An FPGA Primer
Posted 01/10/2020 by Bob O’Donnell
One of the truisms of modern business is that as industries mature, they tend to specialize. Customer demands typically become more sophisticated over time and that leads to products optimized to meet those specific needs.
That’s certainly the case in the tech industry overall and the semiconductor business in particular. There are now a significantly wider range and more complex set of tech-powered products than we’ve ever seen, and it’s taken an increasingly diverse set of semiconductor-based computing solutions to enable their creation.
What’s particularly interesting about advances in semiconductors over the last several years is that there has been an explosion not just in the number of chips, but even in the basic architectures powering this silicon. The industry is moving well beyond the basic CPU and microcontroller designs that have served as the brains of most technology products to date and is seeing growing roles for accelerator chips of many types, including GPUs, APUs, TPUs, and another somewhat lesser known type called FPGAs (field programmable gate arrays).
In many instances, these accelerators work alongside a chip like a CPU to speed up certain tasks that are critical to an application, such as image recognition for a computer vision application. The concept of multiple chip architectures working together is commonly called heterogeneous computing and it’s one of the hottest and most important developments to occur in the tech industry for some time.
Despite the relative “newness” of heterogeneous computing, however, many of the complimentary architectures behind these accelerator chips have been around for some time. The first FPGAs, for example, were designed in the mid-1980s, and they’ve been used as a key component of many different types of tech products ever since. The concept behind the original FPGAs was to create a more flexible alternative to chips called ASICs (application specific integrated circuits) which, as their name implies, are specialized pieces of silicon intended for specific products. ASICs are designed to perform certain types of functions very quickly—even more so than a general-purpose computing engine like a CPU—so they can be a great option in certain applications. Unfortunately, ASICs can be very hard (and expensive) to design, so they’re not always the best real-world choice. Plus, crucially, once an ASIC is designed and produced, its functionality cannot be changed without essentially designing and building a whole new chip.

**TASK INSTRUCTIONS**
1. In the FPGA primer, when were the first FPGAs designed?
2. Write out the stretch of the FPGA primer from "That’s certainly the" through "enable their creation.".
3. Continue the FPGA primer from the point where it stops.

[Lines of data]
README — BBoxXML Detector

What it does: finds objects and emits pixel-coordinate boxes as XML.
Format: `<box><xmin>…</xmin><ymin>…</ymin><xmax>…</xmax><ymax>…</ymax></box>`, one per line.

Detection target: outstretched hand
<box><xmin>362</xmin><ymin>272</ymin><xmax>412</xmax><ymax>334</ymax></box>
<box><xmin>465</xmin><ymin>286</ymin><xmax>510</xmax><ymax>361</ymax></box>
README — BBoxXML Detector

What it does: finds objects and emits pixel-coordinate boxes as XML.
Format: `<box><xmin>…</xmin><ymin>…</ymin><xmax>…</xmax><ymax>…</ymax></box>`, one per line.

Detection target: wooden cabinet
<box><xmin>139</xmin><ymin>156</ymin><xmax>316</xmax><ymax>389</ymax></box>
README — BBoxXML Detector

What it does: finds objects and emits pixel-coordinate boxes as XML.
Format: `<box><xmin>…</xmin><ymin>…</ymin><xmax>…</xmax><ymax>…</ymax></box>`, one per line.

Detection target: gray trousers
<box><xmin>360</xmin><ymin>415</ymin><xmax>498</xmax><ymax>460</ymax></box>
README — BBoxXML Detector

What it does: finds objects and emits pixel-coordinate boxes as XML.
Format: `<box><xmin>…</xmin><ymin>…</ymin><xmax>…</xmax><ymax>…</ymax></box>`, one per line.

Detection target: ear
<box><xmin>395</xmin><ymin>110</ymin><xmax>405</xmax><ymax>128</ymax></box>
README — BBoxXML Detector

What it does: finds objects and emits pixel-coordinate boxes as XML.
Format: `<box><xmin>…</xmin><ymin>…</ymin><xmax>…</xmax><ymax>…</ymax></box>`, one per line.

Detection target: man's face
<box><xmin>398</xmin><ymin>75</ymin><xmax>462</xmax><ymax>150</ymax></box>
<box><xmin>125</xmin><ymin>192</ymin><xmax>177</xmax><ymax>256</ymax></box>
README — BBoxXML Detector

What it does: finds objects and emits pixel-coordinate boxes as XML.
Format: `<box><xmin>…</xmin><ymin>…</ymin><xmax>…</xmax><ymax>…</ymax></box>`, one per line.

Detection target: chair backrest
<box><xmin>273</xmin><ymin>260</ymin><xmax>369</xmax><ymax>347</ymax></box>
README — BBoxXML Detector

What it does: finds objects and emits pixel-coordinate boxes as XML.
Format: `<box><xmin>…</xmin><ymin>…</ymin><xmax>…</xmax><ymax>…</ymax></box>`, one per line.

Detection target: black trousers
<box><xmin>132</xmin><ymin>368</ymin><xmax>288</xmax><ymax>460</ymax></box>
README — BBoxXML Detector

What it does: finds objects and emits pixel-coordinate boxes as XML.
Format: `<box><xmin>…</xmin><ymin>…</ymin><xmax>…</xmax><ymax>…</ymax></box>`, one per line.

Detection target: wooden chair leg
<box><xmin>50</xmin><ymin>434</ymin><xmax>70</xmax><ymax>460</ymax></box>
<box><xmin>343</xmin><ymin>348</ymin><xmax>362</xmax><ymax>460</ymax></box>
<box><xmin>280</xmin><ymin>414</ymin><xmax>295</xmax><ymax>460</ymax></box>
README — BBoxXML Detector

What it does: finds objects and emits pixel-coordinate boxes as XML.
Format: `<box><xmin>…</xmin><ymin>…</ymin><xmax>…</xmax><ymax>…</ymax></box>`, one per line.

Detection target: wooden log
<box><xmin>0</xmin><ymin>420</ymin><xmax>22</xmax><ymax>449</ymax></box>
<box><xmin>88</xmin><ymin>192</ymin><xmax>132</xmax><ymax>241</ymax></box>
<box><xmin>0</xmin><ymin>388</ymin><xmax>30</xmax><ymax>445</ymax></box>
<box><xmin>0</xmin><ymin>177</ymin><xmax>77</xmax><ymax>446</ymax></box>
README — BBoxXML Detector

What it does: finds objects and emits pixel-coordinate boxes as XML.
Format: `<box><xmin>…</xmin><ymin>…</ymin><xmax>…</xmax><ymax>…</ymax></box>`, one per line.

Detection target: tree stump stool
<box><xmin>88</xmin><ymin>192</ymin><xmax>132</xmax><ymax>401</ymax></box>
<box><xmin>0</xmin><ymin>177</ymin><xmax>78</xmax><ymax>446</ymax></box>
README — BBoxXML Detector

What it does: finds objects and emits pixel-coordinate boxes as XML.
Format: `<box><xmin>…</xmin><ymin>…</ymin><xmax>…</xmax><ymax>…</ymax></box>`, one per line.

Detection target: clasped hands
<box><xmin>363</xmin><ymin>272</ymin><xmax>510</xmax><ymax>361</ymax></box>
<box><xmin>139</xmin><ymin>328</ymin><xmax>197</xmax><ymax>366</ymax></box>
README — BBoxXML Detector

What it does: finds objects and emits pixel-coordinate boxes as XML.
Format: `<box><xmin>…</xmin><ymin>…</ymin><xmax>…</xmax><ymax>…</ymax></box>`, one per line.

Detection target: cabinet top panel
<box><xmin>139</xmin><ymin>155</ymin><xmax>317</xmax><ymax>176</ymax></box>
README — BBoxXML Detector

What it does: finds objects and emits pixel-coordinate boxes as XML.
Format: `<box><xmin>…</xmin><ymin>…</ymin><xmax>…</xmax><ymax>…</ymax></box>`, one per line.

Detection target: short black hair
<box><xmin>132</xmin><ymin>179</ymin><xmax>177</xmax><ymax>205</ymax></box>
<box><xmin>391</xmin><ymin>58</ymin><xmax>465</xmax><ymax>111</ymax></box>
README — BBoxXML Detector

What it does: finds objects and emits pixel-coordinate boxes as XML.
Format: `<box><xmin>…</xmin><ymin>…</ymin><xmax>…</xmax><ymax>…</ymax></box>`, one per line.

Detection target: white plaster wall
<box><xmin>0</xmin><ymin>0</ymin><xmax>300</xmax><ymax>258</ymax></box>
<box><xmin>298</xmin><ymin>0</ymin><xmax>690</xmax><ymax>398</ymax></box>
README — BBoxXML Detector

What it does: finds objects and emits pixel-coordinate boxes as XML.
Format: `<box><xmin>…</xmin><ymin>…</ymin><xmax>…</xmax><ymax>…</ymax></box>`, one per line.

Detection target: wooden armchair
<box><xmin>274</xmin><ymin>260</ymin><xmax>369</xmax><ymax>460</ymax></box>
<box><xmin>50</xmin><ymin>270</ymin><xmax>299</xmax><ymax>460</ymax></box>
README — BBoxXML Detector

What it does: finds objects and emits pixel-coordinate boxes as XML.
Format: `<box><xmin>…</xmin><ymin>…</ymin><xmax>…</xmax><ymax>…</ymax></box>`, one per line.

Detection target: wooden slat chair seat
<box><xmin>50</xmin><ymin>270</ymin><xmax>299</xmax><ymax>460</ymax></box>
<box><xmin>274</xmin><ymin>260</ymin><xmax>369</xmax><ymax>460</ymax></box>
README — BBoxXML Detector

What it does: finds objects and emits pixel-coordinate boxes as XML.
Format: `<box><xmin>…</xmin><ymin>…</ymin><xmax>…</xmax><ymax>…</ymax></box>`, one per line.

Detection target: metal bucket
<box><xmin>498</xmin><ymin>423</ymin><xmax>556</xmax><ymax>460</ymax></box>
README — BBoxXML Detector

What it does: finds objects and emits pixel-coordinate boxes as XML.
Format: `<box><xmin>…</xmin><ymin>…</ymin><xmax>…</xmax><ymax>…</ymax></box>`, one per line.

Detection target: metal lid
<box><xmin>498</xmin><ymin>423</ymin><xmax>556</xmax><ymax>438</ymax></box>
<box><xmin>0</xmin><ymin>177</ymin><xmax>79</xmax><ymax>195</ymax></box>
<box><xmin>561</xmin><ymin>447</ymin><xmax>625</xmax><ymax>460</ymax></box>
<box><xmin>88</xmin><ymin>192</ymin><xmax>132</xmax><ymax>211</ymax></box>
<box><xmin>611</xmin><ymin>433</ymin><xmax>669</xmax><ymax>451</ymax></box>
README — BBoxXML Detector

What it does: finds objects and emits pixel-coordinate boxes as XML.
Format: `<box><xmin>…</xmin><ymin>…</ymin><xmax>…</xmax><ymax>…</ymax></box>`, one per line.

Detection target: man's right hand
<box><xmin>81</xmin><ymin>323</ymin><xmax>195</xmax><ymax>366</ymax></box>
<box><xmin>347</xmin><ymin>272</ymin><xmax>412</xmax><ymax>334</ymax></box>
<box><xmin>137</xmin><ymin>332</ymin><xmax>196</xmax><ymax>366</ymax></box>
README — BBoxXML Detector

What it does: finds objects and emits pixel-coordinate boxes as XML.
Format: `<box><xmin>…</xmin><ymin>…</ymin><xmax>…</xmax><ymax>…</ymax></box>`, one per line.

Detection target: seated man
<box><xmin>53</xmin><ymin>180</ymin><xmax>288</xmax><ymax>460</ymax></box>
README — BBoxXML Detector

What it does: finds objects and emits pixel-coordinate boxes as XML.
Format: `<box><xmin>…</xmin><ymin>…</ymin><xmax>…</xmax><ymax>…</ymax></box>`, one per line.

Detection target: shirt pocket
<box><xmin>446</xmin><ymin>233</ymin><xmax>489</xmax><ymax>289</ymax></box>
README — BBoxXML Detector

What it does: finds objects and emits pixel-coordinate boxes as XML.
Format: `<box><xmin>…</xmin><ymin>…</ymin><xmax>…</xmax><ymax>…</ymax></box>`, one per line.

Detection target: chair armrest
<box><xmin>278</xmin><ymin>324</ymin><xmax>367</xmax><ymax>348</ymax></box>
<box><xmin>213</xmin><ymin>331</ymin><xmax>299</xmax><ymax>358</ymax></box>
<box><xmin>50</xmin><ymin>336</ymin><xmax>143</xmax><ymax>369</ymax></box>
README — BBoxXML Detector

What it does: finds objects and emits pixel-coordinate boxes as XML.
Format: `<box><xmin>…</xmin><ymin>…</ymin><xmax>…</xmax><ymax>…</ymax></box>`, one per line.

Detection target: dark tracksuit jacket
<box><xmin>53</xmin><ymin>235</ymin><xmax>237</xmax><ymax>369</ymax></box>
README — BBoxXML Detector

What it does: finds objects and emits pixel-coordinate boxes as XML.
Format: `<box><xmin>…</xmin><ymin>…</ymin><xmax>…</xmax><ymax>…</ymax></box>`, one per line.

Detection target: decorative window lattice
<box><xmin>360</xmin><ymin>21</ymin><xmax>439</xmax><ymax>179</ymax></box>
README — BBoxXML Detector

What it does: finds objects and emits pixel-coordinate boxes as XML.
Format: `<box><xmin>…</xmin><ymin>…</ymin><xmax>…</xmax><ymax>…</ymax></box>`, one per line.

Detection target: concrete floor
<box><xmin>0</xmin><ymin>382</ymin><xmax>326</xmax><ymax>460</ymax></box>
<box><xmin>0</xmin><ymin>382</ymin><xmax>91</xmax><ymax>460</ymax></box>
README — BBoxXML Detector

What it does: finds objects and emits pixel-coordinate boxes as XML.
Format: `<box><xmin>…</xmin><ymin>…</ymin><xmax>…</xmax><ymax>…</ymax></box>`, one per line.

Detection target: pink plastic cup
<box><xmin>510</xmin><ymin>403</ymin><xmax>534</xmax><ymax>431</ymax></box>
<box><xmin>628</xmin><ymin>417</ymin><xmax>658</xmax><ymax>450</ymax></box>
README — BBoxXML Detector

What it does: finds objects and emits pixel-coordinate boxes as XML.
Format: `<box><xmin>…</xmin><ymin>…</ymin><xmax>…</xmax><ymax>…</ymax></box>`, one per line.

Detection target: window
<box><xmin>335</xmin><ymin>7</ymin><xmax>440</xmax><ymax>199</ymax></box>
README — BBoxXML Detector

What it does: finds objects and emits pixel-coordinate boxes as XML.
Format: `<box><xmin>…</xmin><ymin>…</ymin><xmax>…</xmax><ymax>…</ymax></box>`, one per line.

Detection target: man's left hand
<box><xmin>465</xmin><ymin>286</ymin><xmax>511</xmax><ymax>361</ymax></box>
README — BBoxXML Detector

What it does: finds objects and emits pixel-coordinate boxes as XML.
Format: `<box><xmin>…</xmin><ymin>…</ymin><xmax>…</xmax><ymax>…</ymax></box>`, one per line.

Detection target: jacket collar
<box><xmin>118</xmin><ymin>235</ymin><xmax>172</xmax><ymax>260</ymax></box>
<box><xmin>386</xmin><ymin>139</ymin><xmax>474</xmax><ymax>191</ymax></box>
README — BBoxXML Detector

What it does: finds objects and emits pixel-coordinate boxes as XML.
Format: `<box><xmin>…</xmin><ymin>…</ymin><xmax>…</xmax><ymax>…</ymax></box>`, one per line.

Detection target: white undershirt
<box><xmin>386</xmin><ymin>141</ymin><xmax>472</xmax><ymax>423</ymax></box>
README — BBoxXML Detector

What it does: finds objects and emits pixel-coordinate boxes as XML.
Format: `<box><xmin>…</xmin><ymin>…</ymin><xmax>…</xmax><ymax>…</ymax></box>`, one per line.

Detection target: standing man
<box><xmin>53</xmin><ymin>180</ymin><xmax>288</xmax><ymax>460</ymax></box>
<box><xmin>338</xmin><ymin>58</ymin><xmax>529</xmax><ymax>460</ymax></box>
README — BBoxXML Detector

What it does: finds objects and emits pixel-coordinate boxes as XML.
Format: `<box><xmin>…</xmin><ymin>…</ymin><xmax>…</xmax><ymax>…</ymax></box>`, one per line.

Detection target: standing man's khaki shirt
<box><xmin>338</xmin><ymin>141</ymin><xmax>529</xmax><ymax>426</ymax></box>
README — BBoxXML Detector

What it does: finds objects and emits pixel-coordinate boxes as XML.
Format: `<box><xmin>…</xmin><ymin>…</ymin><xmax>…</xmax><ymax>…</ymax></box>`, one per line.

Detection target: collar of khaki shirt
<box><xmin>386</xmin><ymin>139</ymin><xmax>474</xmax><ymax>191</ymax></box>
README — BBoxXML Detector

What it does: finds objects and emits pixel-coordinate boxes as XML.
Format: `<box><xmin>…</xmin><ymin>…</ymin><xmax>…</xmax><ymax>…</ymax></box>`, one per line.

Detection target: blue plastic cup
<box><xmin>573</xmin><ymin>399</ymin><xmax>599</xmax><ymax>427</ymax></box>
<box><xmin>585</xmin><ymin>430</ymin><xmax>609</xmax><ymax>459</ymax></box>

**EXERCISE RESULTS**
1. They were designed in the mid-1980s.

2.
That’s certainly the case in the tech industry overall and the semiconductor business in particular. There are now a significantly wider range and more complex set of tech-powered products than we’ve ever seen, and it’s taken an increasingly diverse set of semiconductor-based computing solutions to enable their creation.

3.
FPGAs, on the other hand, are inherently flexible chips that, as their names suggests, can be programmed or re-programmed in the “field”—that is, after the chip is built and functioning within a device. This “updateability” is an incredibly useful capability because it allows companies to add new capabilities (or fix flaws in existing functions) to the devices which include FPGAs. So, for example, as a machine learning-based algorithm “learns” more and evolves over time, an FPGA that was first programmed to run that algorithm can be updated to now run the newer version of that algorithm. Not surprisingly, the flexibility that FPGAs offer typically comes at slightly higher price than an equivalent ASIC, but in many applications the value they provide is well worth it.
Practically speaking, the re-programmable nature also means that companies can bring products based on FPGAs to market more quickly because they can update their functionality after the products have been built, instead of having to complete all the functional design before they are built.
Housed within the confines of an FPGA are series of logic blocks and high-speed interconnects that can be used to control the inner workings of the chip. Conceptually, it’s not much different than getting a big set of Lego blocks that can be rearranged and reconfigured exactly as desired. A key benefit of modern FPGA designs is that functions can be run in parallel, allowing significant acceleration of certain types of workloads. This is also a key distinction between FPGAs and microcontrollers, many of which can only run serially.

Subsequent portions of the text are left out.